TAREFAS PROPOSTAS:
(1) Liste tudo o que o texto sobre os Guarani e Kaiowá aponta como parte do dia a dia dessas comunidades no MS.
(2) Segundo o texto sobre os Guarani e Kaiowá, qual comunidade escreveu a carta manifesto?
(3) Por favor, prossiga com o texto sobre os Guarani e Kaiowá a partir da última frase apresentada.

TRECHO SELECIONADO:
####################
Cacique Guarani-Kaiowá na IV Aldeia Multiétnica na Chapada dos Veadeiros (Anne Vilela/Agência de Notícias Cavaleiro de Jorge)
É muito positiva e surpreendente a comoção que uma carta manifesto escrita pela comunidade Guarani Kaiowá da aldeia Pyelito Kue, localizada no complexo de Iguatemi Pegua, provocou na opinião pública em relação ao genocídio que há décadas se instalou contra os povos indígenas no Mato Grosso do Sul. Diversas pessoas que agora tomam conhecimento da situação inaceitável que enfretam os Guarani e Kaiowá no cone sul do Estado têm se manifestado nas redes sociais repudiando o genocídio e a conivência de diversos setores dos governos estadual, federal e do Poder Judiciário. Personalidades públicas e entidades têm feito o mesmo. A repercussão do tema, embora não ganhe o espaço que deveria nos grandes meios de comunicação (também coniventes), traz a esperança de que uma ampla divulgação desta tragédia possa trazer a força que falta para a regularização das terras tradicionais reinvindicadas pelos Guarani e Kaiowá no MS, única forma de resolução do conflito.
O que é surpreendente é que ações judiciais contra os indígenas no MS, despejos, assassinatos, violência e racismo são há muito o dia-a-dia dessas comunidades e nunca tanta gente se deu conta disso. Por isso, é importante que essa comoção seja acompanhada de um conhecimento efetivo dos nós que emperram os processos de regularização de suas terras, para que a vontade de ajudar não se esgote rapidamente, como costuma ser o caso, numa sensação de que o problema é insolúvel e numa descrença generalizada em relação à capacidade e disposição do poder público em quitar a dívida monstruosa que tem com os Guarani e Kaiowá.
####################
DADOS EXTRAÍDOS:
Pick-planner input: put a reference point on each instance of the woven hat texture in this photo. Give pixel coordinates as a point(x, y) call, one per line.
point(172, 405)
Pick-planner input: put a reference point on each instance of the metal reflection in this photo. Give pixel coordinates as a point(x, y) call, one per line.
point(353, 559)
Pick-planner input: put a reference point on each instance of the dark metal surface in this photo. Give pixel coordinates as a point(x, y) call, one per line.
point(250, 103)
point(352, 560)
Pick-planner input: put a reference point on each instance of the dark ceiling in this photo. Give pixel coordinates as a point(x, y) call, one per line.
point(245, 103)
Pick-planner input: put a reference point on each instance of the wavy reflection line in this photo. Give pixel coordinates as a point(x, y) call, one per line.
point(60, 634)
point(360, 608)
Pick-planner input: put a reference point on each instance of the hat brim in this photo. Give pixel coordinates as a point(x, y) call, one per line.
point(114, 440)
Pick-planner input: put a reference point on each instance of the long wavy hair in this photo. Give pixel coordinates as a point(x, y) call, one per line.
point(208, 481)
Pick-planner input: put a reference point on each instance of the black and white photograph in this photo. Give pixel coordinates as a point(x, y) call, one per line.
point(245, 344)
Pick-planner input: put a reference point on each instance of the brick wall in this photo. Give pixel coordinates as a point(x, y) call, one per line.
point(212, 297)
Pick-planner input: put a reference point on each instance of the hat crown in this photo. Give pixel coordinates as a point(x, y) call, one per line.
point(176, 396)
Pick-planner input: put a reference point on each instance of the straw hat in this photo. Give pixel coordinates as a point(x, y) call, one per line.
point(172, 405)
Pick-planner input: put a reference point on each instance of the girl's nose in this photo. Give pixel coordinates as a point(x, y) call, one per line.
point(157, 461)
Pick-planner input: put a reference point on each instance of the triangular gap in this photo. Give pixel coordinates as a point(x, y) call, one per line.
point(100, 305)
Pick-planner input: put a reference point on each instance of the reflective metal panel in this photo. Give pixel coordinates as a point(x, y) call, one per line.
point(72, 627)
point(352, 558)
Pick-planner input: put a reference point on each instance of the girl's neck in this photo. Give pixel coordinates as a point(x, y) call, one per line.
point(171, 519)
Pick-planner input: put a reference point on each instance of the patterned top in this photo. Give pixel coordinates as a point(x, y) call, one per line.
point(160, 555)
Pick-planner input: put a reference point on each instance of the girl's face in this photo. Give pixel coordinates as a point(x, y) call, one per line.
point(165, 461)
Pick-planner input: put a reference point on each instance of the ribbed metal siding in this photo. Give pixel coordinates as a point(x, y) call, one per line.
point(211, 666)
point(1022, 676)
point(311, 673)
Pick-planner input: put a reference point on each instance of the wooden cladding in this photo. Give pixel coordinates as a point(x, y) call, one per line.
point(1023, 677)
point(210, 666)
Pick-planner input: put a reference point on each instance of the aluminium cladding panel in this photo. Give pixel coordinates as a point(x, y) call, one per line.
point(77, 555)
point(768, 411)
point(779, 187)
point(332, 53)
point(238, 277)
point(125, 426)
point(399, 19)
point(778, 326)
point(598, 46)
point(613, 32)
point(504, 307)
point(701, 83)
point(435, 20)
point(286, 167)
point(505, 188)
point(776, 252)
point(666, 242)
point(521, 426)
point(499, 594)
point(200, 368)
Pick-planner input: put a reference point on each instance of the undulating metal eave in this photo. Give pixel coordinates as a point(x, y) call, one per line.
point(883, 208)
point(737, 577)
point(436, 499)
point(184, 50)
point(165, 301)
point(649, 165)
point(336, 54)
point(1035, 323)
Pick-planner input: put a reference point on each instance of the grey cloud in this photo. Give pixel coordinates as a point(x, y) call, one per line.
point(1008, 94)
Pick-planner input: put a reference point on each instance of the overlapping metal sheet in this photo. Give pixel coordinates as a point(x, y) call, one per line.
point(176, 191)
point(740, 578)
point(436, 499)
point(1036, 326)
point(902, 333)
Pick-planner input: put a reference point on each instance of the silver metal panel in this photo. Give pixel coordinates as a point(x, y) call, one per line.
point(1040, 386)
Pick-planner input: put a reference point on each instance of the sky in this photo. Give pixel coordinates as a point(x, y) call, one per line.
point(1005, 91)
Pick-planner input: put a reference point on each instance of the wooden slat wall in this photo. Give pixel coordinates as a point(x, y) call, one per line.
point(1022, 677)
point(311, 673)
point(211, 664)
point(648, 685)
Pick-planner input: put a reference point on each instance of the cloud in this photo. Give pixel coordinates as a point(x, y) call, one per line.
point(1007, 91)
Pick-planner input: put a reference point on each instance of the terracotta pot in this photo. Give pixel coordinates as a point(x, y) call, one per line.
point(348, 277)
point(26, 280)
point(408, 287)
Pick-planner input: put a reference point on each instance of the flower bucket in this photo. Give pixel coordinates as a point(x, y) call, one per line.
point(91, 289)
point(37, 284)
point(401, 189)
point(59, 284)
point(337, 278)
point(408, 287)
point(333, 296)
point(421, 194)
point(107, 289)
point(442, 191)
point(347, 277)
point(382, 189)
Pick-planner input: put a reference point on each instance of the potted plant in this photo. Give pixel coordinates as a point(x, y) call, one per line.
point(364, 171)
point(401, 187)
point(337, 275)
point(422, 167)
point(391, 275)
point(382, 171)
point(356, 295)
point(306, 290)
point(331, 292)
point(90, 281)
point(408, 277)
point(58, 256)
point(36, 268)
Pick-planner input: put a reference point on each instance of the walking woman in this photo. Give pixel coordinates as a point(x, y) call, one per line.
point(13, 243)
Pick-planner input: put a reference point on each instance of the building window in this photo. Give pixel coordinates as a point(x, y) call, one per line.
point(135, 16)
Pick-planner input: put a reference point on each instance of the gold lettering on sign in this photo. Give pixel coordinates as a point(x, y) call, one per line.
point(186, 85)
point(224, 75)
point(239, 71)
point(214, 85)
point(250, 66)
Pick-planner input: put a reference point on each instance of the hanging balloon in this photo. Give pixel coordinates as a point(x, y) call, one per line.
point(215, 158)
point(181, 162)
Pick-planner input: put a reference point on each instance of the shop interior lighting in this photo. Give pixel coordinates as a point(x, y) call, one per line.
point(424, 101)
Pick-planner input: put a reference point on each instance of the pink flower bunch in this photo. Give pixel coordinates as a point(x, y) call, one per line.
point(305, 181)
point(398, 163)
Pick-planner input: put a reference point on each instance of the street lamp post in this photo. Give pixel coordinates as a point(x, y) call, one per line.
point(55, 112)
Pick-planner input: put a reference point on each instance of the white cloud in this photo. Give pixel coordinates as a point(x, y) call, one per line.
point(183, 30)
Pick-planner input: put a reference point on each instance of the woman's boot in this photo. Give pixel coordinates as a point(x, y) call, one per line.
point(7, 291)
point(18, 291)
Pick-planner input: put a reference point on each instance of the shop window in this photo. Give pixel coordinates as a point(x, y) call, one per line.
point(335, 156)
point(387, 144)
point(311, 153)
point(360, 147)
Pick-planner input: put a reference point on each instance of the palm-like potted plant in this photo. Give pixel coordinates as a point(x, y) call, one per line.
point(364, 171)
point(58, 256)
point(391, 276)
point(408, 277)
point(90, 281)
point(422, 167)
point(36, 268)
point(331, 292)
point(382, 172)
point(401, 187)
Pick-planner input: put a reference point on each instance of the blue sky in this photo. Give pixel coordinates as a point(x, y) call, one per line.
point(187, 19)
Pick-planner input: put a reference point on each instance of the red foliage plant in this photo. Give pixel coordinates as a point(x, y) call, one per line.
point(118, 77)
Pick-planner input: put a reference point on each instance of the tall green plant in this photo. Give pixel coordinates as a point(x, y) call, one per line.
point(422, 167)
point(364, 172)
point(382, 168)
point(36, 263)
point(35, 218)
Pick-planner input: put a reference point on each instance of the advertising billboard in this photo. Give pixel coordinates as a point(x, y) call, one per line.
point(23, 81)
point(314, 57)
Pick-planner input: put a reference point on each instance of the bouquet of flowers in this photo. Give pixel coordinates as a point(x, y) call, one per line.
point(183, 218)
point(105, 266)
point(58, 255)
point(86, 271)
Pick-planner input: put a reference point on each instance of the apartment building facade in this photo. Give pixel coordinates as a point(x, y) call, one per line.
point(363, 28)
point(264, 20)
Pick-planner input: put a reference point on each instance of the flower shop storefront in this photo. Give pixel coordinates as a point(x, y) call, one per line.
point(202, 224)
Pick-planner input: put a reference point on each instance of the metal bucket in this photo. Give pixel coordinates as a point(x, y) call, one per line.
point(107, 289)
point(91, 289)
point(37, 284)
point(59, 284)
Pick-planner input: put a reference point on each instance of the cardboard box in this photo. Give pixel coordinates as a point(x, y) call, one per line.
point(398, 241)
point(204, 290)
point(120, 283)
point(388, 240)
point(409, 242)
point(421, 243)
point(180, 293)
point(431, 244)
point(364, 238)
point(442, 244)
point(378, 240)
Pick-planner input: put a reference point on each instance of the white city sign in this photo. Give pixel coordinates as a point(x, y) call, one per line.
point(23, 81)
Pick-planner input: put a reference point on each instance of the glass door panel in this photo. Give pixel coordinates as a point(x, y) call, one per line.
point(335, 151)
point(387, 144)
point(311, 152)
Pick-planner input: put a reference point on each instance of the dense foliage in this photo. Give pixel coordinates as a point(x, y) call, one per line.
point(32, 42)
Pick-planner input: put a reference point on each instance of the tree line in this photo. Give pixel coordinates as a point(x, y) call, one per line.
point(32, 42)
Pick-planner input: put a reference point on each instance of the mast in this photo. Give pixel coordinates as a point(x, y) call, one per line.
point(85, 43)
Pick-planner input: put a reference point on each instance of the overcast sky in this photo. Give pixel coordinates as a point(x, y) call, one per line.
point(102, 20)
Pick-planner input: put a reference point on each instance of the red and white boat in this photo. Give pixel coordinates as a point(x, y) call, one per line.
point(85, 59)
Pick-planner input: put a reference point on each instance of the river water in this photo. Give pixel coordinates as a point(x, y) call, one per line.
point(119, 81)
####################
RESPOSTAS POR TAREFA:
(1) Ações judiciais contra os indígenas, despejos, assassinatos, violência e racismo.

(2) A comunidade Guarani Kaiowá da aldeia Pyelito Kue, localizada no complexo de Iguatemi Pegua.

(3)
É evidente que a regularização das terras indígenas no Mato Grosso do Sul, assim como ocorre em outros Estados, esbarra nos interesses e numa postura intransigente de parte dos ruralistas, que hoje têm peso enorme na correlação de forças dos governos federal e estadual, e, sobretudo, têm meios financeiros para exercer uma pressão esmagadora para que o Poder Judiciário emperre ao máximo os processos.
Esses são os dois nós que emperram os processos e que precisam ser desatados ao mesmo tempo para que os índios de fato tenham posse plena das terras: 1) a falta de prioridade orçamentária e política do Governo Federal para finalizar os estudos de identificação e delimitação das terras indígenas no MS; 2) a conivência do Poder Judiciário, muitas vezes curvado à pressão e aos interesses dos ruralistas no sentido de paralisar os processos, nas suas mais diversas fases.
Nesse contexto, o CTI acredita que seria preciso um mecanismo que permitisse “convencer” os proprietários de boa-fé a retirar as ações contra os processos de regularização das TIs e que ao mesmo tempo permitisse ao Governo Federal levar a cabo esses processos dentro dos marcos do artigo 231 da Constituição Federal de 1988 (ver box abaixo). Ocorre que esse mecanismo já existe no Mato Grosso do Sul, e nenhum dos setores majoritários do Governo Federal que alegam ter interesse em resolver a questão se empenhou em utilizá-lo.
Fica evidente, portanto, que falta muita vontade política do Governo Federal e é preciso que a pressão da opinião pública se direcione no sentido de provocá-lo a usar dos mecanismos que já tem em mãos para resolver a questão.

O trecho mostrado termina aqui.